▸ Problem to work on: Count every line in the records below that contains the string "this". Report that number alone.

--- Supplied information Enclosed Below ---

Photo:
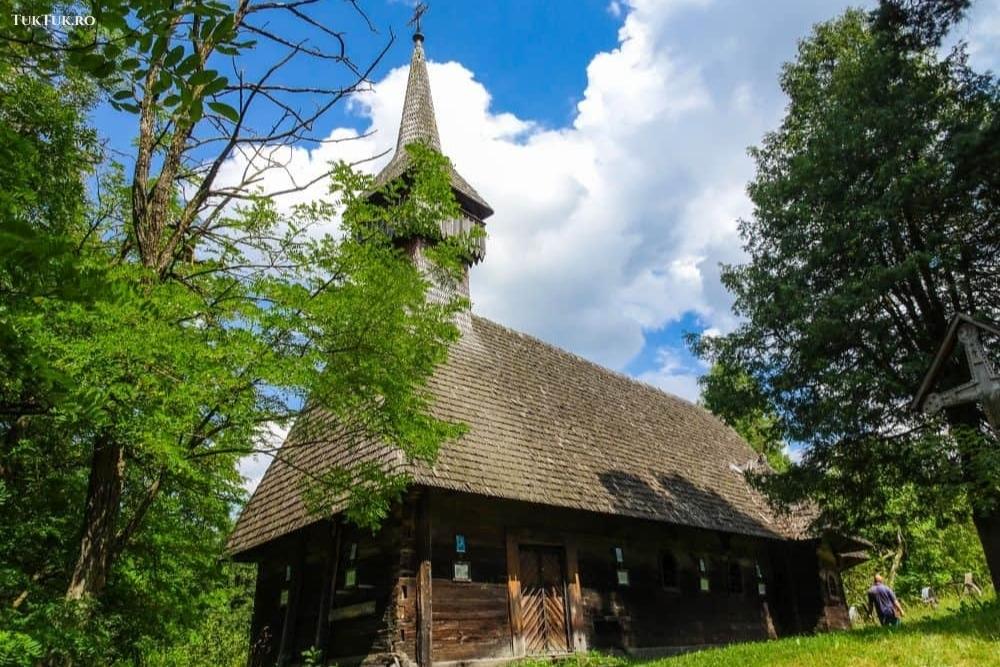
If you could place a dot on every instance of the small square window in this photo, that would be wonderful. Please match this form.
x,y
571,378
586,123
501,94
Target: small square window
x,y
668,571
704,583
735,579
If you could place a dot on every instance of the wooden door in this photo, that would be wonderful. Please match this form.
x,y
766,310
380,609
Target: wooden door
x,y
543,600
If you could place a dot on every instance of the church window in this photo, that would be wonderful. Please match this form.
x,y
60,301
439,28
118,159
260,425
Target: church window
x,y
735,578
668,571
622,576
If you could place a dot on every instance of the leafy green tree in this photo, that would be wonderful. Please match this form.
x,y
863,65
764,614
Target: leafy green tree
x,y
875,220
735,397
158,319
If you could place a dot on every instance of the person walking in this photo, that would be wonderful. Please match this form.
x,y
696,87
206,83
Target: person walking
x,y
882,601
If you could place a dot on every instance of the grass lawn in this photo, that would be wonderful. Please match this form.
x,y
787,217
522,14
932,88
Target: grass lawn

--- End of Enclosed Supplied information ---
--- Supplied information Enclosed Below ---

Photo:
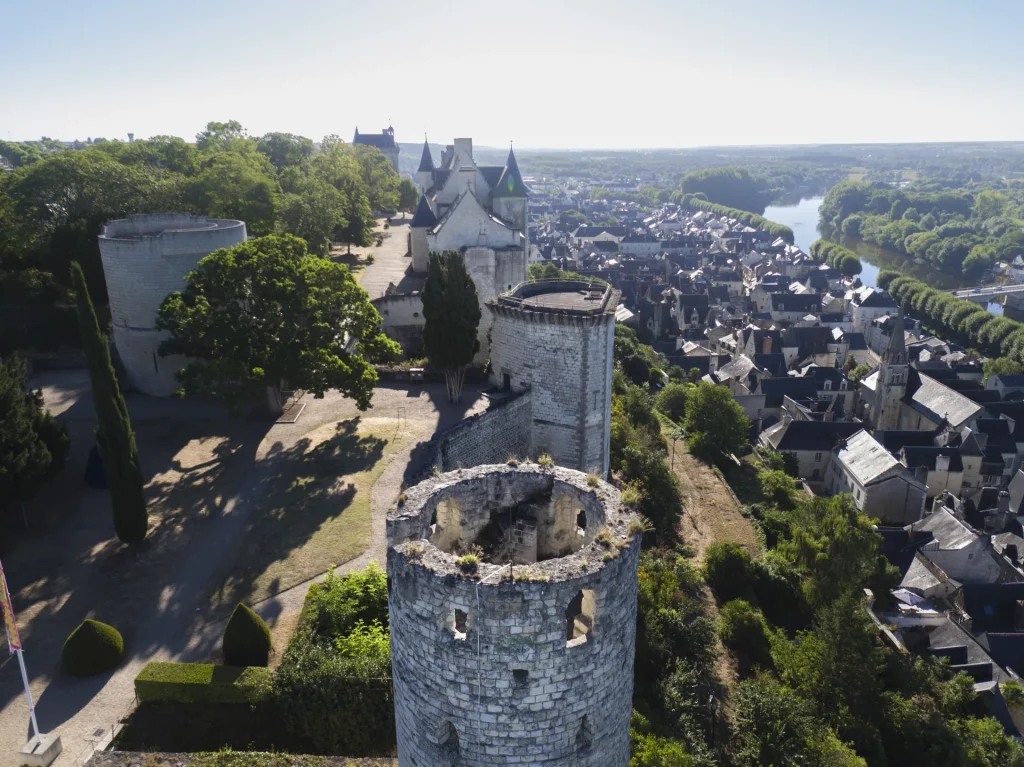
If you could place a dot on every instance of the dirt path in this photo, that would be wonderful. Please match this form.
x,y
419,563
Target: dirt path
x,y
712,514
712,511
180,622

--- End of Enclosed Supplied information ---

▸ Exercise response: 7